Modifiez les entrées en remplaçant « marker » par « pin » et en laissant tout le reste identique.
----- DONNÉES DE L'EXERCICE -----
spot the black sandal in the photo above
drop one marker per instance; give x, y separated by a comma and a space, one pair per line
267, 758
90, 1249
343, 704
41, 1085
-----
RÉSULTAT ATTENDU
spot the black sandal in the photo above
drop one pin per instance; give x, y separated by a comma and a space, one pair per line
267, 758
90, 1249
343, 704
41, 1085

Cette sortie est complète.